The request: Copy out all the records exactly.

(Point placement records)

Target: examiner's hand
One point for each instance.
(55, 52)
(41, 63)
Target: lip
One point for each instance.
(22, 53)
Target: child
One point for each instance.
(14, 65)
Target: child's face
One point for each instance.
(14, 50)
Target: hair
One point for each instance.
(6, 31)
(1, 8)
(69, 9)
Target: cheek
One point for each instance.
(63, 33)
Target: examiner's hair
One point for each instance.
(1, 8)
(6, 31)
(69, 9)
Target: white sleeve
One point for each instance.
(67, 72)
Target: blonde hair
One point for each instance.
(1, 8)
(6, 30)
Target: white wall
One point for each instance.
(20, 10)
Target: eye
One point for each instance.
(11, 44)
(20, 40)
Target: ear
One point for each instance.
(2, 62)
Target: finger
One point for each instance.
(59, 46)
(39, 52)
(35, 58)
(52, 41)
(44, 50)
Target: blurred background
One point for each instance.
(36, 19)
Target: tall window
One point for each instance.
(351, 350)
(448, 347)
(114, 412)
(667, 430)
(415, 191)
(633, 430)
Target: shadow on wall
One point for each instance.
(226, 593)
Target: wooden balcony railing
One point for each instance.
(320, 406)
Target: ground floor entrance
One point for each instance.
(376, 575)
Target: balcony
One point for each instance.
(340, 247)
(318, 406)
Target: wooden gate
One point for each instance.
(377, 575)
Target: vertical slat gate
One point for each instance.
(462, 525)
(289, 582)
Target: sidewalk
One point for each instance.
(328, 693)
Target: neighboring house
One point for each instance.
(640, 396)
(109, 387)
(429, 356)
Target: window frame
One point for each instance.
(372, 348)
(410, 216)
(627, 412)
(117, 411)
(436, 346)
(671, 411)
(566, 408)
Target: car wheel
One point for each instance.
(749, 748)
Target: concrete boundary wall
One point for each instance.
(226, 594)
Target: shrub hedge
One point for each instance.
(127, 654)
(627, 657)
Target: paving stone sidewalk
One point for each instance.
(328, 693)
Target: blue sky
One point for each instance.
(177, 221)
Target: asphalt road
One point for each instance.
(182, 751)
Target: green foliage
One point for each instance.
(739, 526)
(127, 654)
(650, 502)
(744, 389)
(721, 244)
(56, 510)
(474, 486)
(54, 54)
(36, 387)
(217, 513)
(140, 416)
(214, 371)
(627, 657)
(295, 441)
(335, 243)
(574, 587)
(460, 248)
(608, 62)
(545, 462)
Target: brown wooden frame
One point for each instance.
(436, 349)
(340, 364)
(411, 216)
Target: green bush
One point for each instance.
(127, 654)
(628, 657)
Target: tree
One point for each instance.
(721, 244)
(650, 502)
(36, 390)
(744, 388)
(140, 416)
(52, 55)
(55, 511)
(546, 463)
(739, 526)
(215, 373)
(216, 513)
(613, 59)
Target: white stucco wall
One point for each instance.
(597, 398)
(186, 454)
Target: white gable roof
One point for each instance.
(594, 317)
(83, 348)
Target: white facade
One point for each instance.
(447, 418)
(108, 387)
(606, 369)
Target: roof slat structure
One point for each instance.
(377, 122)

Response below:
Target: examiner's hand
One point for each instance.
(55, 52)
(41, 63)
Target: lip
One point for each instance.
(22, 53)
Target: child
One point for each instance.
(14, 65)
Target: child's face
One point for each instance.
(14, 50)
Target: hair
One point for each instance.
(6, 31)
(1, 8)
(69, 9)
Target: cheek
One point for each instance.
(63, 33)
Target: examiner's hair
One point for each instance.
(1, 8)
(6, 31)
(69, 9)
Target: white sleeve
One point for each instance.
(67, 72)
Target: blonde hair
One point for each instance.
(1, 8)
(6, 30)
Target: white wall
One point for each instance.
(20, 10)
Target: eye
One point for each instance.
(11, 44)
(20, 40)
Target: ear
One point for each instance.
(2, 62)
Target: finger
One point for each instance.
(59, 46)
(39, 52)
(35, 58)
(52, 41)
(44, 50)
Target: blurred background
One point for each instance.
(36, 19)
Target: tall window
One point for each instance.
(351, 350)
(448, 347)
(114, 412)
(667, 430)
(415, 191)
(633, 430)
Target: shadow on wall
One point for each instance.
(226, 593)
Target: wooden balcony railing
One point for each instance.
(320, 406)
Target: ground floor entrance
One point for each instance.
(376, 575)
Target: balcony
One point for each instance.
(340, 247)
(318, 406)
Target: wooden gate
One point for each instance.
(377, 575)
Target: vertical slat gate
One point for each instance.
(462, 525)
(289, 582)
Target: sidewalk
One point for each instance.
(328, 693)
Target: neighboring house
One point for each instance.
(640, 396)
(109, 387)
(429, 356)
Target: window frame
One point for each instance.
(372, 348)
(410, 216)
(627, 412)
(117, 411)
(436, 346)
(671, 411)
(566, 408)
Target: car wheel
One point for each instance.
(749, 748)
Target: concrete boundary wall
One point for each instance.
(226, 594)
Target: shrub hedge
One point for each instance.
(127, 654)
(627, 657)
Target: paving stone sidewalk
One point for each instance.
(328, 693)
Target: blue sky
One point for each instance.
(177, 221)
Target: asphalt road
One point for each instance.
(182, 751)
Target: green foliage
One point for each instance.
(739, 526)
(127, 654)
(650, 502)
(744, 389)
(721, 244)
(56, 510)
(474, 486)
(54, 54)
(36, 387)
(217, 513)
(140, 416)
(214, 371)
(627, 657)
(295, 441)
(335, 243)
(574, 587)
(460, 248)
(608, 62)
(545, 462)
Target: brown wooden frame
One point for each instance.
(436, 349)
(340, 364)
(411, 216)
Target: green bush
One point for each instance.
(127, 654)
(628, 657)
Target: tree
One point for each instance.
(721, 244)
(650, 502)
(36, 390)
(744, 388)
(140, 416)
(52, 55)
(55, 511)
(546, 463)
(739, 526)
(215, 373)
(216, 513)
(613, 59)
Target: white stucco wall
One point for each instance.
(597, 398)
(186, 454)
Target: white gable roof
One point for each instance.
(594, 317)
(83, 348)
Target: white facade
One point for each instance.
(447, 418)
(108, 387)
(606, 369)
Target: roof slat structure
One point for each instance.
(377, 122)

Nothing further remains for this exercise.